**SELECTED PASSAGE**
>>>

Re: Worry Room - Get it out, and walk away: No responses please

Isolation suxs

GRR

No support, no ect, no nothing, no point

 

 

 

Re: Worry Room - Get it out, and walk away: No responses please

I’ve decided to Rejoin a Face-To-Face (non-Cyber) Dating Agency.

I discovered that there are at least 2 other Personal Dating Agencies, that I did not know existed.

 

Yes, they are very expensive ($1000’s) – I discovered that 10 years ago.

Yet I had regular Dates, virtually Weekly, due to that - instead of None for 12 months as now.

 

I formed at least 2 Long-Term Friendships – With women I met through those Dating Agencies (10 years ago).

Whereas I have not formed any friendships with women I’ve met through Online Dating.

 

Online Dating has never worked effectively for me (or at all) – Apparently that is the Common Experience, for many men, many men have told me in person.

 

No I will not Abandon Online Dating, because it is easily accessible - & it would be very Cost-Effective, if it did actually work.

 

Relationships & friendships are far more important than Workplace employment.

Work brings no meaning or fulfilment, or meaningful Social Engagement – Whereas friendships & relationships really do.

Adge

Re: Worry Room - Get it out, and walk away: No responses please

Just a Vent in the worry room, I should have understood that you where tired too I should have understood that I did mean something to you,sometimes it seems lately that life has turned into a Zoo,and sometimes lately Im sure no one really knows what to do or even has a clue,you come here I go there before you know know it we are both going I dont know where,is our situation deep and defined in some way or possibly a word or kind of a phraze,or is this for both of us just some kind of phaze,do we really to eachothers feelings and actions and words or do we both feel that each other is nothing but absurd,I dont know why I clash with you and maybe honestly you too dont know why,is our future a real future or does it only last for as long as I see you today,how many times have you tried only for me to push you away,and how many times have I tried though its hard to find the words to even say,so here we go again back and forth as if we are both competeing on some kind of golfing course,here we are both in the now and maybe at the moment your scratching your brow,while Im always left wondering why and how? we are both seperate people can we make this work? as today I was wondering wether maybe it was you or maybe I whos the real Jerk? we talk and seperate and talk again but the real question is are we destined to be lovers or only ment to be maybe good friends? so questions come and questions go with the ebb and flow of this strange new show,whos more dramatic you or I ? is it time to get even closer or time for one of us to fly and live our seperate lives? I dont want to lose you but what next to do maybe both of us are stuck in our Zoo,sometimes you look as though you havnt got a clue or maybe Im just seeing the look I gave you some how mirrored back from your face,so just in case this is goodbye and one or both of us really has to fly even though both should say sorry both you and I at least we had fun and a good time in case its time to say truely goodbye,but know this my love for you is still truer than true even if both of us are just stuck in some kind of Zoo

Re: Worry Room - Get it out, and walk away: No responses please

come to think of it I kind of worded this as kind in a poetic or song lyric way ,interesting how your thoughts process sometimes

Re: Worry Room - Get it out, and walk away: No responses please

I feel really sad and upset because I have had to say no to working with a service that used to be a great service in the past. I had great relationships with the staff at this service and I felt very supported. I had a lot of trust in the organisation and I believed in what they were doing.

<<<

**DATA FOR REVIEW**
>>>

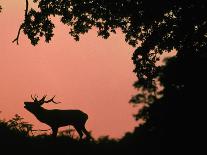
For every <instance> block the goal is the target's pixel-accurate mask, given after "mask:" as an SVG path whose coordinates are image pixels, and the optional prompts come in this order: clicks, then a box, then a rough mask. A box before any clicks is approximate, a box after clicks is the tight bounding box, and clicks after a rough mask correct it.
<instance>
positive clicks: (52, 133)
mask: <svg viewBox="0 0 207 155" xmlns="http://www.w3.org/2000/svg"><path fill="white" fill-rule="evenodd" d="M57 132H58V128H56V127H53V128H52V137H54V138H55V137H57Z"/></svg>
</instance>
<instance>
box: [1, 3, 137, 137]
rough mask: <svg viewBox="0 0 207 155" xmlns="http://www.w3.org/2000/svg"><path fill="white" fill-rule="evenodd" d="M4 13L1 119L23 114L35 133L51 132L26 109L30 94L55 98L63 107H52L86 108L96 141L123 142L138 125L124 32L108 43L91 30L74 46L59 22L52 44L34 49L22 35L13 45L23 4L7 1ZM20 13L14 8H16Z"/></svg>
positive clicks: (57, 23)
mask: <svg viewBox="0 0 207 155" xmlns="http://www.w3.org/2000/svg"><path fill="white" fill-rule="evenodd" d="M1 3H2V7H3V12H2V13H1V14H0V21H1V28H0V34H1V35H0V53H1V57H0V70H1V80H0V85H1V90H0V101H1V103H0V111H2V113H1V114H0V118H6V119H8V118H11V117H13V116H14V114H16V113H17V114H19V115H21V116H23V117H24V118H25V120H26V121H28V122H30V123H32V124H34V125H35V126H34V128H35V129H40V128H41V129H48V127H47V126H46V125H43V124H42V123H40V122H38V121H37V120H36V118H34V116H33V115H31V114H30V113H29V112H27V111H26V110H25V109H24V108H23V102H24V101H29V100H31V99H30V95H31V94H38V96H41V95H44V94H47V95H48V96H53V95H56V96H57V97H56V100H58V101H61V102H62V103H61V104H58V105H46V106H45V107H47V108H57V109H81V110H83V111H85V112H86V113H88V115H89V120H88V123H87V125H86V126H87V129H88V130H90V131H92V135H94V136H95V137H98V136H101V135H110V136H111V137H115V138H117V137H121V136H123V135H124V133H125V132H127V131H132V130H133V128H134V126H135V125H137V122H135V120H134V118H133V116H132V114H133V113H136V111H137V109H136V108H133V107H132V106H131V105H130V104H129V103H128V101H129V99H130V98H131V96H132V95H134V94H135V93H136V90H135V89H134V88H133V86H132V84H133V83H134V81H135V80H136V77H135V75H134V74H133V72H132V71H133V68H134V66H133V64H132V61H131V55H132V52H133V50H134V49H133V48H132V47H130V46H129V45H127V44H126V43H125V41H124V36H123V35H122V34H121V32H118V33H117V34H116V35H112V36H111V37H110V38H109V39H107V40H104V39H102V38H100V37H97V34H96V31H95V30H91V31H90V32H89V33H88V34H85V35H83V36H81V39H80V41H79V42H75V41H74V40H73V38H72V37H71V36H69V35H68V31H69V30H68V29H69V28H68V27H65V26H64V25H62V24H60V23H58V22H56V28H55V32H54V33H55V36H54V37H53V38H52V41H51V42H50V43H49V44H47V43H45V42H44V41H43V39H42V41H41V42H40V43H39V45H37V46H35V47H34V46H32V45H31V44H30V41H29V40H28V39H27V38H26V36H24V34H23V33H21V36H20V40H19V43H20V45H19V46H17V45H16V44H14V43H12V40H13V39H14V38H15V37H16V34H17V31H18V28H19V25H20V23H21V20H22V19H23V14H24V4H23V1H22V2H19V1H18V0H7V1H6V2H5V1H3V2H1ZM14 8H15V9H14Z"/></svg>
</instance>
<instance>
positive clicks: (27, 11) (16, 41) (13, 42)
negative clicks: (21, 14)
mask: <svg viewBox="0 0 207 155" xmlns="http://www.w3.org/2000/svg"><path fill="white" fill-rule="evenodd" d="M28 8H29V2H28V0H26V9H25V14H24V18H25V19H26V17H27V13H28ZM22 28H23V24H21V26H20V27H19V30H18V33H17V37H16V38H15V39H14V40H13V41H12V42H13V43H14V42H16V43H17V45H19V36H20V33H21V30H22Z"/></svg>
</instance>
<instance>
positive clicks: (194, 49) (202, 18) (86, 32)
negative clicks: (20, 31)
mask: <svg viewBox="0 0 207 155" xmlns="http://www.w3.org/2000/svg"><path fill="white" fill-rule="evenodd" d="M27 2H28V1H27ZM33 2H34V3H37V4H38V7H39V9H38V10H35V9H28V4H27V5H26V9H25V10H26V11H25V20H24V22H23V23H22V24H21V26H20V29H19V32H20V31H21V30H23V32H24V33H25V34H26V35H27V36H28V38H29V39H30V40H31V43H32V44H33V45H36V44H38V41H39V40H40V38H41V37H44V38H45V41H46V42H49V41H50V40H51V39H52V37H53V35H54V34H53V29H54V27H55V25H54V23H53V22H52V20H51V17H52V16H58V18H60V21H61V22H62V23H63V24H66V25H68V28H69V34H70V35H71V36H72V37H74V39H75V40H77V41H78V40H79V39H80V35H82V34H85V33H87V32H88V31H89V30H90V29H92V28H93V27H96V28H97V35H98V36H101V37H103V38H104V39H107V38H108V37H109V36H110V34H111V33H116V30H117V28H120V29H121V30H122V32H123V33H124V34H125V40H126V42H127V43H129V45H131V46H135V47H136V50H135V51H134V53H133V56H132V61H133V63H134V65H135V69H134V72H135V74H136V75H137V78H138V80H137V82H135V84H134V86H135V87H136V88H137V89H138V91H139V92H138V94H137V95H135V96H134V97H133V98H132V99H131V102H132V103H133V104H140V103H142V104H143V103H144V104H145V107H144V108H143V109H142V110H141V112H139V113H138V114H137V115H136V119H140V118H141V119H145V120H147V122H146V123H145V124H144V125H143V126H141V127H139V128H137V129H135V132H134V134H133V136H131V135H130V134H128V135H126V137H125V138H126V139H127V138H129V139H132V140H133V139H134V138H135V139H136V138H137V137H139V139H141V140H142V142H143V144H144V143H146V144H145V147H146V146H151V147H153V148H155V150H157V148H159V150H157V151H158V152H160V153H163V154H168V153H169V152H168V153H167V152H166V151H167V150H172V152H173V151H174V153H176V151H177V150H178V149H180V148H183V150H187V149H188V147H189V148H193V146H194V144H195V142H199V140H198V139H199V138H200V137H202V134H203V132H202V131H204V127H203V124H204V122H205V119H204V118H205V115H204V114H205V112H204V109H205V108H204V105H205V102H206V101H205V93H204V92H205V89H206V75H205V74H206V73H205V72H206V69H205V67H206V66H207V65H206V58H207V57H206V51H207V16H206V9H207V1H205V0H167V1H162V0H153V1H151V0H113V1H111V0H84V1H79V0H55V1H48V0H34V1H33ZM18 39H19V33H18V35H17V38H16V39H15V40H14V41H17V43H18ZM138 43H141V44H138ZM172 50H176V51H177V54H176V56H174V57H173V58H171V59H169V60H166V65H165V66H156V62H157V61H159V59H160V56H161V55H162V54H163V53H166V52H171V51H172ZM157 82H160V83H161V85H162V86H163V88H164V89H163V90H162V91H161V92H159V91H158V85H157ZM202 129H203V130H202ZM141 140H140V141H141ZM183 144H186V145H187V147H184V145H183ZM140 145H141V144H140ZM148 151H150V150H148ZM151 151H152V152H153V150H151Z"/></svg>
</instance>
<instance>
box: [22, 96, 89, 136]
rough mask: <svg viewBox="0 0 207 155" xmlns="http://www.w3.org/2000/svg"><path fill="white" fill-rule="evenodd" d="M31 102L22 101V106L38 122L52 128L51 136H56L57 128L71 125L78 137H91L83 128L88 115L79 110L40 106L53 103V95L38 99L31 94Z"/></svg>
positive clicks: (57, 129) (56, 103) (85, 121)
mask: <svg viewBox="0 0 207 155" xmlns="http://www.w3.org/2000/svg"><path fill="white" fill-rule="evenodd" d="M31 98H32V100H33V102H24V105H25V106H24V108H25V109H26V110H28V111H29V112H31V113H32V114H33V115H34V116H35V117H36V118H37V119H38V120H39V121H40V122H42V123H45V124H47V125H48V126H50V127H51V129H52V136H53V137H56V136H57V132H58V128H60V127H63V126H67V125H72V126H74V128H75V129H76V131H77V132H78V134H79V136H80V139H82V137H83V134H85V135H86V137H87V138H89V139H91V138H92V137H91V136H90V133H89V132H88V131H87V130H86V128H85V123H86V121H87V120H88V115H87V114H86V113H84V112H82V111H80V110H59V109H53V110H48V109H45V108H43V107H42V105H43V104H44V103H50V102H52V103H55V104H58V103H60V102H55V101H54V98H55V96H54V97H52V98H51V99H49V100H46V95H45V96H43V97H42V99H40V100H38V97H37V96H34V97H33V96H32V95H31Z"/></svg>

<<<

**WHAT TO WORK ON**
1 - From the Worry Room thread, pull out the passage starting at "Yes, they are" and ending at "through Online Dating.".
2 - In the Worry Room thread, how many long-term friendships does the poster who is rejoining a face-to-face dating agency say they formed through those agencies?

**SOLUTIONS IN ORDER**
1 -
Yes, they are very expensive ($1000’s) – I discovered that 10 years ago.

Yet I had regular Dates, virtually Weekly, due to that - instead of None for 12 months as now.

 

I formed at least 2 Long-Term Friendships – With women I met through those Dating Agencies (10 years ago).

Whereas I have not formed any friendships with women I’ve met through Online Dating.

2 - At least two long-term friendships.